Task instructions: Rescale the material from the line containing "Where can the line" through the line containing "(1065, 127)", reproducing only those lines, requests included. Multiply every answer coordinate by 2.5 and round to a whole number, rounding halves up.
**** Materials provided ****
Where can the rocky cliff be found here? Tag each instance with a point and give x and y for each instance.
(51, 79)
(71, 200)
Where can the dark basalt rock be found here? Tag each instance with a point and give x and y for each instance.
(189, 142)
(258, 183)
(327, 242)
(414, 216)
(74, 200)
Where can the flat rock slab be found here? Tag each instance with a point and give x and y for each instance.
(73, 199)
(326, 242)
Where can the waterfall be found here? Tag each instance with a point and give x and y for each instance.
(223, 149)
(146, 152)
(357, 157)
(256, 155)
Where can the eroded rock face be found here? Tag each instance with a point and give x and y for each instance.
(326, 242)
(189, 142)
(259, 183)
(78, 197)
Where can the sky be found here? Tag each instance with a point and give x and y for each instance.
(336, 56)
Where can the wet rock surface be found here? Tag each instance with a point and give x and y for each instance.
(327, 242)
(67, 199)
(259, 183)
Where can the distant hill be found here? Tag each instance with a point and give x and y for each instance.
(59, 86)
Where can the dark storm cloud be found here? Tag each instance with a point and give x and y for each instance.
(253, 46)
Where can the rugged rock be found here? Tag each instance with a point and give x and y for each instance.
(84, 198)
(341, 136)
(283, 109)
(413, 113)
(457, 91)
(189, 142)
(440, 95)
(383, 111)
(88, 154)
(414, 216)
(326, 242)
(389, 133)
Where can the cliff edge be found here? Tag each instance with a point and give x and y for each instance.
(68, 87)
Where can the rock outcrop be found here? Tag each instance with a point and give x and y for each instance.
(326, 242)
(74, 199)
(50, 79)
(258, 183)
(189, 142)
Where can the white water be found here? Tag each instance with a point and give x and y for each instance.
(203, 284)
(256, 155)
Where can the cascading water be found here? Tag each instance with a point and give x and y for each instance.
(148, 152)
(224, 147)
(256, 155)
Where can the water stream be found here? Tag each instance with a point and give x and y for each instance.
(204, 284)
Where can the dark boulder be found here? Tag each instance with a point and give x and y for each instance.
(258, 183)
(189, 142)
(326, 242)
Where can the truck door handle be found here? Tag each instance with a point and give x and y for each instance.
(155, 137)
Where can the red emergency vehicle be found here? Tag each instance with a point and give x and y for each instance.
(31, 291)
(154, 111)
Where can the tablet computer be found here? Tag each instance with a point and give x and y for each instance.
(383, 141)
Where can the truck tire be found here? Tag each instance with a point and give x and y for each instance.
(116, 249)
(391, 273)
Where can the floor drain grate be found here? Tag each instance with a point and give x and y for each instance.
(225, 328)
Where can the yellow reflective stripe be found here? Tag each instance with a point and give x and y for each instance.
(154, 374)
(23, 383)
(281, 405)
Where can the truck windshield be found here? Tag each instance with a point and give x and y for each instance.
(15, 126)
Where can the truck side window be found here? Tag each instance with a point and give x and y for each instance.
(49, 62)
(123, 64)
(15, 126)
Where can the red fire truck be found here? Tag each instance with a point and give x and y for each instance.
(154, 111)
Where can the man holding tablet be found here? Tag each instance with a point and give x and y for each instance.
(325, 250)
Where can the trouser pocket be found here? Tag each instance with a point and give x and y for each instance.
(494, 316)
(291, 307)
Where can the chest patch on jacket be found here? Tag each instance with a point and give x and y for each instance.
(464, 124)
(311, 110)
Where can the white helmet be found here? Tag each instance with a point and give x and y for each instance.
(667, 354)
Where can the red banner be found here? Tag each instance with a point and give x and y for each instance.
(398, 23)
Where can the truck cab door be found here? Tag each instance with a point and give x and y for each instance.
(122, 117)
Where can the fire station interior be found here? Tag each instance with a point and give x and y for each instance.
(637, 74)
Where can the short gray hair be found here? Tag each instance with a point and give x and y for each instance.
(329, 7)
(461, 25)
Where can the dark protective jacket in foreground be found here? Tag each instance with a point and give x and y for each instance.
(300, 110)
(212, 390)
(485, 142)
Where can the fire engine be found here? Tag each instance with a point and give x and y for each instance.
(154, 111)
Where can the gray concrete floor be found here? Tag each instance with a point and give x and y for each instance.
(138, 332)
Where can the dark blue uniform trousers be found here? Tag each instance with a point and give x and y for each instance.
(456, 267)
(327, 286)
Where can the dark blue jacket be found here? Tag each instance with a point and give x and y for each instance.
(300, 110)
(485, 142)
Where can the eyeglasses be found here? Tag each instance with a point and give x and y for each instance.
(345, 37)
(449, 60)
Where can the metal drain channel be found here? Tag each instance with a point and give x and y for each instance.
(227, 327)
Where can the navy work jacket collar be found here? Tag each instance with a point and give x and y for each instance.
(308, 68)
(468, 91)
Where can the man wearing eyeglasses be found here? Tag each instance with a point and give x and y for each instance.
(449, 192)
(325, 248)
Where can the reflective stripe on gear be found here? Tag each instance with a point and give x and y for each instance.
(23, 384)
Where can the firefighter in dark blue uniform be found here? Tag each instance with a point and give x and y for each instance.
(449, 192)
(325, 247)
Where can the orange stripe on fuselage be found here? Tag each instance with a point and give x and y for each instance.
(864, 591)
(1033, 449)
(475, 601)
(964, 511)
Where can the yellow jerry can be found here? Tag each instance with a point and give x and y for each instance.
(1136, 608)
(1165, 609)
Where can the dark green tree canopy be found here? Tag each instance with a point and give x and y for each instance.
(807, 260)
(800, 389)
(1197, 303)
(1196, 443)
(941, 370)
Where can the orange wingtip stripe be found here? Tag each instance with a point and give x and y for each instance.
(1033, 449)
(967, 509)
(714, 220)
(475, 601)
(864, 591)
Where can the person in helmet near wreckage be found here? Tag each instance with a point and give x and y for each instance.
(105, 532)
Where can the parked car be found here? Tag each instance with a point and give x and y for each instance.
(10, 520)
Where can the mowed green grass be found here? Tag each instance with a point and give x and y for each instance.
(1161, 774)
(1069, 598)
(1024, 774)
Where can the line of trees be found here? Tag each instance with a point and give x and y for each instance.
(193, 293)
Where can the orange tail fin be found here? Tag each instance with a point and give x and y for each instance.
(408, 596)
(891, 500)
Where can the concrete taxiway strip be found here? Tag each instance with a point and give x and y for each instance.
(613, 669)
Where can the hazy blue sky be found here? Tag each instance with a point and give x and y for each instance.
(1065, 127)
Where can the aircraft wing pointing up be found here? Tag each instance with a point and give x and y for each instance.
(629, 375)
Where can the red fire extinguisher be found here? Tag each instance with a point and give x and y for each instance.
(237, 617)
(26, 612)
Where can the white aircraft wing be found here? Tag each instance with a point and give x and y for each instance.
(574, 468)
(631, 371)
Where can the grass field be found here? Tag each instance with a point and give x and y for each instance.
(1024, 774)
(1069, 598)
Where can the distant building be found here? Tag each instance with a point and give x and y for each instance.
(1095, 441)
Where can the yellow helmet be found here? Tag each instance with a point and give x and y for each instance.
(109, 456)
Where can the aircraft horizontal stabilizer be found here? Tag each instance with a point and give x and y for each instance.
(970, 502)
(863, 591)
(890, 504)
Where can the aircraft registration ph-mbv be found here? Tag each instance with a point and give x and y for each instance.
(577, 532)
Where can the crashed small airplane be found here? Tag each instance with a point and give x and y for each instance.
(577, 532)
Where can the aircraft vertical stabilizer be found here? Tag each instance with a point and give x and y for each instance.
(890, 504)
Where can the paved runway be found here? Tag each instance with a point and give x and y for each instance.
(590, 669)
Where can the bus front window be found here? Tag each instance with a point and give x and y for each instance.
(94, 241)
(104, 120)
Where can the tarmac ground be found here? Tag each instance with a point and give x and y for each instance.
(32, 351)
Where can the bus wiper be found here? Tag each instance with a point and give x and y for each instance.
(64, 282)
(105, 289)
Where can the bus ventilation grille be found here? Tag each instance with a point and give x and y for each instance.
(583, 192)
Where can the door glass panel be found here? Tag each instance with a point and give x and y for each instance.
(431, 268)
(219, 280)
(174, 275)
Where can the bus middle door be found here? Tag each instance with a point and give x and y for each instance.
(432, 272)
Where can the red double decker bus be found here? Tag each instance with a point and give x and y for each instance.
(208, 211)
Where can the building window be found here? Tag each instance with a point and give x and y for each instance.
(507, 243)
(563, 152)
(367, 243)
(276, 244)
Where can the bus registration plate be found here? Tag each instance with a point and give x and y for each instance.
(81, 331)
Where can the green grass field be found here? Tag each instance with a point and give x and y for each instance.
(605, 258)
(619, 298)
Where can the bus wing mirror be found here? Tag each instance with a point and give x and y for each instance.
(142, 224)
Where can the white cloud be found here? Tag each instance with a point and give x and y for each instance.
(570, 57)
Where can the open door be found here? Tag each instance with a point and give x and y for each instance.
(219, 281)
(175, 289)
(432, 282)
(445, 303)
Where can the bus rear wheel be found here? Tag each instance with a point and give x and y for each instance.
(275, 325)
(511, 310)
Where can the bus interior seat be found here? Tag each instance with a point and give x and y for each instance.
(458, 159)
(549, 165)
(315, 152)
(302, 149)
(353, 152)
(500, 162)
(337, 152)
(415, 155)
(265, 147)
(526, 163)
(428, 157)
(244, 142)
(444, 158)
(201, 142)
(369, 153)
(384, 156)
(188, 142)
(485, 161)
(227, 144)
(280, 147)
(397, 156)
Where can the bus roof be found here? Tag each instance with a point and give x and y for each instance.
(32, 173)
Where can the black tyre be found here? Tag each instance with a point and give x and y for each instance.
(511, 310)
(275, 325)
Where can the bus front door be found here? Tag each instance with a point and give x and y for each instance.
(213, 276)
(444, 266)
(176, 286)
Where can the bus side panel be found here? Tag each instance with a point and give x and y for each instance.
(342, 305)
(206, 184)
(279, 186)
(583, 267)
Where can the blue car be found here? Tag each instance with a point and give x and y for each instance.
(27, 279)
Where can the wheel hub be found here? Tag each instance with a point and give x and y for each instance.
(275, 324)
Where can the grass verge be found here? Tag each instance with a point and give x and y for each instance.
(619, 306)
****
Answer to this problem:
Where can the line of trees be found here? Tag each instance with a point and give x and y for each instance.
(483, 733)
Where can the orange tail fin be found here? Tag each instance with a point and give x and y for each instance.
(1020, 1490)
(2228, 1250)
Where can the concrete taxiway strip be found here? Tag each instance with a point and give x and y for each instance.
(1533, 1673)
Where can the hazy blue sky be found here? Tag each instance with a point and give x and y for each instance.
(2663, 318)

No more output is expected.